**Given request:**
Count the lines in the entries below that contain the string "lawn". Reply with that number alone.

**Exercise data:**

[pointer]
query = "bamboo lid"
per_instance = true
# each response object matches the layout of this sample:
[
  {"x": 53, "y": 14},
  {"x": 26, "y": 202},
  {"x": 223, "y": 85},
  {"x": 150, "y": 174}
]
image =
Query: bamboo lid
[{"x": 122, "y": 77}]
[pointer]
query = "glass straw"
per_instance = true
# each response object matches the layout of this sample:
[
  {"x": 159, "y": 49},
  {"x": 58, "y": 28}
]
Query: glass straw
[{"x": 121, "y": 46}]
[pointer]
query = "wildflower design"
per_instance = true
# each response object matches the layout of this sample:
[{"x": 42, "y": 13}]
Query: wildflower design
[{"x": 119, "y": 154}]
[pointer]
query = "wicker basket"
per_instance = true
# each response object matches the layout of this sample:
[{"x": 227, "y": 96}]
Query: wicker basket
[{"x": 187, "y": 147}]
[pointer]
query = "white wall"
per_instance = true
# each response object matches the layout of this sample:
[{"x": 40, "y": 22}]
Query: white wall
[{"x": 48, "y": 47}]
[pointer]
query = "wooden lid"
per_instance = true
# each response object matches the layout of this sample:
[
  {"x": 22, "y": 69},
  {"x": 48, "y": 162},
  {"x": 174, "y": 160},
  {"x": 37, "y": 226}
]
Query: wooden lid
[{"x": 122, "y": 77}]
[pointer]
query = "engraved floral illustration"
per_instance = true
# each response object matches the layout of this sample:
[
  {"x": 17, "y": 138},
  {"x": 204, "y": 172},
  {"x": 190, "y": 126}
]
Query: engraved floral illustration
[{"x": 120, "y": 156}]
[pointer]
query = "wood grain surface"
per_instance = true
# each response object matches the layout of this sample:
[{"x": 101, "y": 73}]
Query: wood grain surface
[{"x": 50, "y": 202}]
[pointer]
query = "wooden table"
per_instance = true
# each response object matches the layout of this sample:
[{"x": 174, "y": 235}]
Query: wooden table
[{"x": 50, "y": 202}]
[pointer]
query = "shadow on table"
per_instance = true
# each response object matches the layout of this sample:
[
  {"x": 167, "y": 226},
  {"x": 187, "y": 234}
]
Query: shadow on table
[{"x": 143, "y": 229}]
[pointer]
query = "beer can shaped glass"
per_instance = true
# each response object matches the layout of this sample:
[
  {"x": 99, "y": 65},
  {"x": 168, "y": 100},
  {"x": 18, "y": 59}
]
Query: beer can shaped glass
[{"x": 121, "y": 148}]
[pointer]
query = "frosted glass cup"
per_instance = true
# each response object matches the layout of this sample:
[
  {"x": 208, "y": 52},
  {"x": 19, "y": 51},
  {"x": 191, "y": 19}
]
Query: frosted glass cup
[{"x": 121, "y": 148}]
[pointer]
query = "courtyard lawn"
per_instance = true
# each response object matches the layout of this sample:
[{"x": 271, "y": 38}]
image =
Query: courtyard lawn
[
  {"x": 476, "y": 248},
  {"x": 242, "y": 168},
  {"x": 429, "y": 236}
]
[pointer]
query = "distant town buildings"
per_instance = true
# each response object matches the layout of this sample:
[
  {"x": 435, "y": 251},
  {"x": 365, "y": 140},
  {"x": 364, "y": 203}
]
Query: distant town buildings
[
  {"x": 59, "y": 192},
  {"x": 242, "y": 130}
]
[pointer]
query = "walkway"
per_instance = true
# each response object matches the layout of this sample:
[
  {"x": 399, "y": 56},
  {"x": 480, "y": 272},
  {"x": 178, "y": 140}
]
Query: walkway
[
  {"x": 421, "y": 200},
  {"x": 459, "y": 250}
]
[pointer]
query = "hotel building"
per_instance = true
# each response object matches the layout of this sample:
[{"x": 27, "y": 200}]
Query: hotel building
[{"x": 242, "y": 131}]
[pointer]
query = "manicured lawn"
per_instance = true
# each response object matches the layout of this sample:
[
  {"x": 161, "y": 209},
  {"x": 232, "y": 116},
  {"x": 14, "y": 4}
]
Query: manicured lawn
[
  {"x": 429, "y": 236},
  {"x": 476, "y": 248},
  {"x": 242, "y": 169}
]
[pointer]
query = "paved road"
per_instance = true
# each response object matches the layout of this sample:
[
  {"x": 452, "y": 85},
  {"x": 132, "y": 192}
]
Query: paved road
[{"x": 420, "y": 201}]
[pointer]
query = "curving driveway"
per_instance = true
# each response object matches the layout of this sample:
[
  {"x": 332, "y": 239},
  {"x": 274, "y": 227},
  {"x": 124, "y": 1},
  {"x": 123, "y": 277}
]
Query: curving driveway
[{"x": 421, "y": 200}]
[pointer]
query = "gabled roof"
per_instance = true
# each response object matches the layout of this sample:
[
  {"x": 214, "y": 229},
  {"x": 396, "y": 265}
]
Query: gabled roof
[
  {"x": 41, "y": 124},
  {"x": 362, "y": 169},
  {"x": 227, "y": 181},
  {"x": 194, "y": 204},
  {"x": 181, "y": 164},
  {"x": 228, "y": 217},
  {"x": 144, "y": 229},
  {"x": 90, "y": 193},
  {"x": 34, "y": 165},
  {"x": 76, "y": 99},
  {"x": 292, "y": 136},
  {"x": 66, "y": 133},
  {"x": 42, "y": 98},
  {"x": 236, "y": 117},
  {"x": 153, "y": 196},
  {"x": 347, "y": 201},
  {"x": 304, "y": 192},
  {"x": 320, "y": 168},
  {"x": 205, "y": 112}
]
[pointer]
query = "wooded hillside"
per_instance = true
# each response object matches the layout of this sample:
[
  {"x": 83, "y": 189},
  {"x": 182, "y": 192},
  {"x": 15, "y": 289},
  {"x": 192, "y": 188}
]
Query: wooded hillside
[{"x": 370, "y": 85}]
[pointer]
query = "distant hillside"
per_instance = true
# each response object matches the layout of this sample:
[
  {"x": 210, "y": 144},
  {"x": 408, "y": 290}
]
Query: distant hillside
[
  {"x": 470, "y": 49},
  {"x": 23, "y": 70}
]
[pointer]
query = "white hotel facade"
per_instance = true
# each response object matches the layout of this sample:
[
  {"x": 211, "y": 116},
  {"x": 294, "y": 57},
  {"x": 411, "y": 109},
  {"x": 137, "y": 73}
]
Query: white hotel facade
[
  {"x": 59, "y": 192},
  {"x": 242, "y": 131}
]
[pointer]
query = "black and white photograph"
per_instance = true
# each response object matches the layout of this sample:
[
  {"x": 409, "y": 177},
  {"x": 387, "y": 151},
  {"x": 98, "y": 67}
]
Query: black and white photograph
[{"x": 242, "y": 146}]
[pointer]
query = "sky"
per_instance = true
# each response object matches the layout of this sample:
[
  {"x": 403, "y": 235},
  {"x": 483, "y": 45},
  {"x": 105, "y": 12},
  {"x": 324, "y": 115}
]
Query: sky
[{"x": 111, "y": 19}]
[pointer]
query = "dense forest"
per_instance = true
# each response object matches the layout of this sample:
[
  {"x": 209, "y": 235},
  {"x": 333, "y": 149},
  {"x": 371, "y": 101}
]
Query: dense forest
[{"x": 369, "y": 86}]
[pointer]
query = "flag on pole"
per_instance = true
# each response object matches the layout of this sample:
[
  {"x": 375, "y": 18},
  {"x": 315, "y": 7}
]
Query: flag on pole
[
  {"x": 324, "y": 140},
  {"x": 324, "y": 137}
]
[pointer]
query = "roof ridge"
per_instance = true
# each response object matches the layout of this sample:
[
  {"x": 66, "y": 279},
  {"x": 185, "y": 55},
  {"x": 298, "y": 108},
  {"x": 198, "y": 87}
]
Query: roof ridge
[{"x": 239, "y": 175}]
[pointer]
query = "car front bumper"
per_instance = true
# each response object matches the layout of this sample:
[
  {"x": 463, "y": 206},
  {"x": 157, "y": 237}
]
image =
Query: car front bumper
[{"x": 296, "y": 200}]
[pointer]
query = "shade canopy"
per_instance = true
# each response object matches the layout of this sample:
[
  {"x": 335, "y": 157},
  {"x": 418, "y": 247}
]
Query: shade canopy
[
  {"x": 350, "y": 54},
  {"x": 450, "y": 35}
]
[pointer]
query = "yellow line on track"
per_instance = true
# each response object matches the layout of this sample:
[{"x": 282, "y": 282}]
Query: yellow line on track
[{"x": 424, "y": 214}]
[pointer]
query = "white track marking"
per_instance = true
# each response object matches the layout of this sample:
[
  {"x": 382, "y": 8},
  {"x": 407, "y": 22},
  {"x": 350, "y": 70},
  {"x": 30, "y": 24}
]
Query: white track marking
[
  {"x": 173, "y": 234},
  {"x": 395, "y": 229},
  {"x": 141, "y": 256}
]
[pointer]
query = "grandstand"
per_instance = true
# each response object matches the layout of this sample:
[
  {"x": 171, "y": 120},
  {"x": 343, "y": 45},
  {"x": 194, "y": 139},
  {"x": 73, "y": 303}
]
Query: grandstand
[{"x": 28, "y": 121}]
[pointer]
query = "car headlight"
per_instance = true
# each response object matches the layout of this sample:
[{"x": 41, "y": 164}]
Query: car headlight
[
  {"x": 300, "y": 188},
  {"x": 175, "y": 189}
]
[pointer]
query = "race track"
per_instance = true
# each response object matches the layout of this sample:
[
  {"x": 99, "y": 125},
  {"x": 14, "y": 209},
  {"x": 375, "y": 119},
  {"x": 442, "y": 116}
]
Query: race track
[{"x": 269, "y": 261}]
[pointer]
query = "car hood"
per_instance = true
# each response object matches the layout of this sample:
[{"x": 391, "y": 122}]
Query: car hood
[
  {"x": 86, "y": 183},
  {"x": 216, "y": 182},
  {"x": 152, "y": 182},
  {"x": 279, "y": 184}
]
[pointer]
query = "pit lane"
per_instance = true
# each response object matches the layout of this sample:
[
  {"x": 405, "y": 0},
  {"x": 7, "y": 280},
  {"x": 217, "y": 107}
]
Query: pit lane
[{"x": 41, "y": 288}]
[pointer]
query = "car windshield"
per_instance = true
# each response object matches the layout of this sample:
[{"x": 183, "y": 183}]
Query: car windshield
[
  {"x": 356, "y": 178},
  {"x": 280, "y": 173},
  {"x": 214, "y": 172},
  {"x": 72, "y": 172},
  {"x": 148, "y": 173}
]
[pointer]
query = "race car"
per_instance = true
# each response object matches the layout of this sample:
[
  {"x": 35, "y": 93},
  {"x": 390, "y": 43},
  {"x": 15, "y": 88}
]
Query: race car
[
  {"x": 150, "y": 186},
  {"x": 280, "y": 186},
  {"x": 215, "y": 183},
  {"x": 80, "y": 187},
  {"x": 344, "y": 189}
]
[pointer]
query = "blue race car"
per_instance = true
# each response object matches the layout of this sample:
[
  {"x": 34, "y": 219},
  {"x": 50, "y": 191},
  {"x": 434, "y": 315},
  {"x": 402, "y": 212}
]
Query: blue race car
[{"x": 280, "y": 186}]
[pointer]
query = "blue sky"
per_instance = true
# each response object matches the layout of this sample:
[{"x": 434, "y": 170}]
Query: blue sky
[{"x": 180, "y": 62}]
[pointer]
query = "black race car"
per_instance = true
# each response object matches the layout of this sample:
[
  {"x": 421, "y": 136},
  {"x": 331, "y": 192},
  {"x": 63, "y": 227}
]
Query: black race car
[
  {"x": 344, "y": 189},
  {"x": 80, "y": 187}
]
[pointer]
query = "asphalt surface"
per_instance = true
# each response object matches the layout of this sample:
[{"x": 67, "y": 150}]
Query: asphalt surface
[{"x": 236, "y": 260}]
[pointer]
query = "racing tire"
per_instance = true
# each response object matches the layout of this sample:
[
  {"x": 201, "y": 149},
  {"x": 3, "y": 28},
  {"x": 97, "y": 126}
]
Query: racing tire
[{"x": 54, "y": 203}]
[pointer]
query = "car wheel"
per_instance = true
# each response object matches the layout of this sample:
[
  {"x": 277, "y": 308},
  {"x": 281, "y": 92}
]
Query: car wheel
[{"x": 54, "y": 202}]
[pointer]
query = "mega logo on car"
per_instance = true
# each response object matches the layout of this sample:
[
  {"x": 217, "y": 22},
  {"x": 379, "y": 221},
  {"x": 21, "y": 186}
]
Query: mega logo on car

**Solved problem:**
4